## EXCERPT TO READ
Greatest hits album by The Ramones
- Released: May 28, 2002
- Recorded: 1989–1995
- Genre: Punk rock
- Length: 42:10
- Label: Chrysalis
- Producers: Jean Beauvoir Bill Laswell Daniel Rey Ed Stasium Scott Hackwith

Ramones compilation album chronology
| Masters of Rock: Ramones (2001) | Best of the Chrysalis Years (2002) | The Chrysalis Years (2002) |

= Best of the Chrysalis Years =

Best of the Chrysalis Years is a compilation album made up of tracks from the Ramones' five albums on Chrysalis Records (UK): Brain Drain, Mondo Bizarro, Acid Eaters, ¡Adios Amigos!, and Loco Live. It was released on May 28, 2002, by EMI International. The album was re-released in 2004 with a new track listing as The Best of The Ramones.

Best of the Chrysalis Years was released nine days before Ramones bassist Dee Dee Ramone's death.

Professional ratings
Review scores
| Source | Rating |
| AllMusic | Star Half star |

== Track listing ==
1. "Pet Sematary" – (Dee Dee Ramone/Daniel Rey)
2. "Don't Bust My Chops" – (Dee Dee Ramone/Joey Ramone/Daniel Rey)
3. "Ignorance Is Bliss" – (Joey Ramone/Andy Shernoff)
4. "Sheena Is a Punk Rocker (live)" – (Joey Ramone)
5. "Teenage Lobotomy (live)" – (The Ramones)

## DATASET EXCERPTS
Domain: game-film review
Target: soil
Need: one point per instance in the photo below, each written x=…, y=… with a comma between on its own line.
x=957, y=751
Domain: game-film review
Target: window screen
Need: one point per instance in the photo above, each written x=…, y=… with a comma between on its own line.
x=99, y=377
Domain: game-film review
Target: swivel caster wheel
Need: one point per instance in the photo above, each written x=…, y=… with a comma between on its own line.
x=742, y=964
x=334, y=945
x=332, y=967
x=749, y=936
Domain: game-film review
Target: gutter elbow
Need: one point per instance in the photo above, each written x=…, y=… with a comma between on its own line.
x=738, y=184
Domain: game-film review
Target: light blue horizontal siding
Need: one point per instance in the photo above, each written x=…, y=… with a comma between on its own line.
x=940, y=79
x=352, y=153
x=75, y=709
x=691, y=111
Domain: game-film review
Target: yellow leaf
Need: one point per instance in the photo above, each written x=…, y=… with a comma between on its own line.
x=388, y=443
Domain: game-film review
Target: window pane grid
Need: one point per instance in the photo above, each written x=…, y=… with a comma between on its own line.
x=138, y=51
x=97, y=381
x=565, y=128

## TO BE DONE
Carry on the article about the Ramones album Best of the Chrysalis Years from the point where it stops.

## RESPONSE
6. "Surfin' Bird (live)" – (Al Frazier/Sonny Harris/Carl White/Turner Wilson)
7. "Poison Heart" – (Dee Dee Ramone/Daniel Rey)
8. "Anxiety" – (Marky Ramone/Skinny Bones)
9. "Take It as It Comes" – (Jim Morrison/John Densmore/Robby Krieger/Ray Manzarek)
10. "Cretin Hop (live)" – (The Ramones)
11. "Rockaway Beach (live)" – (Dee Dee Ramone)
12. "I Wanna Be Sedated (live)" – (Joey Ramone)
13. "Out of Time" – (Mick Jagger/Keith Richards)
14. "Somebody to Love" – (Darby Slick)
15. "Rock And Roll Radio (Live)" – (Joey Ramone)
16. "Blitzkrieg Bop (live)" – (Tommy Ramone/Dee Dee Ramone)
17. "I Don't Wanna Grow Up" – (Tom Waits/Kathleen Brennan)
18. "Got a Lot to Say" – (C.J. Ramone)

The tracks on this compilation are taken from the following Ramones albums:
- 1, 2, 3 – Brain Drain (1989)
- 4, 5, 6, 10, 11, 12, 15, 16 – Loco Live (1991)
- 7, 8, 9 – Mondo Bizarro (1992)
- 13, 14 – Acid Eaters (1993)
- 17, 18 – ¡Adios Amigos! (1995)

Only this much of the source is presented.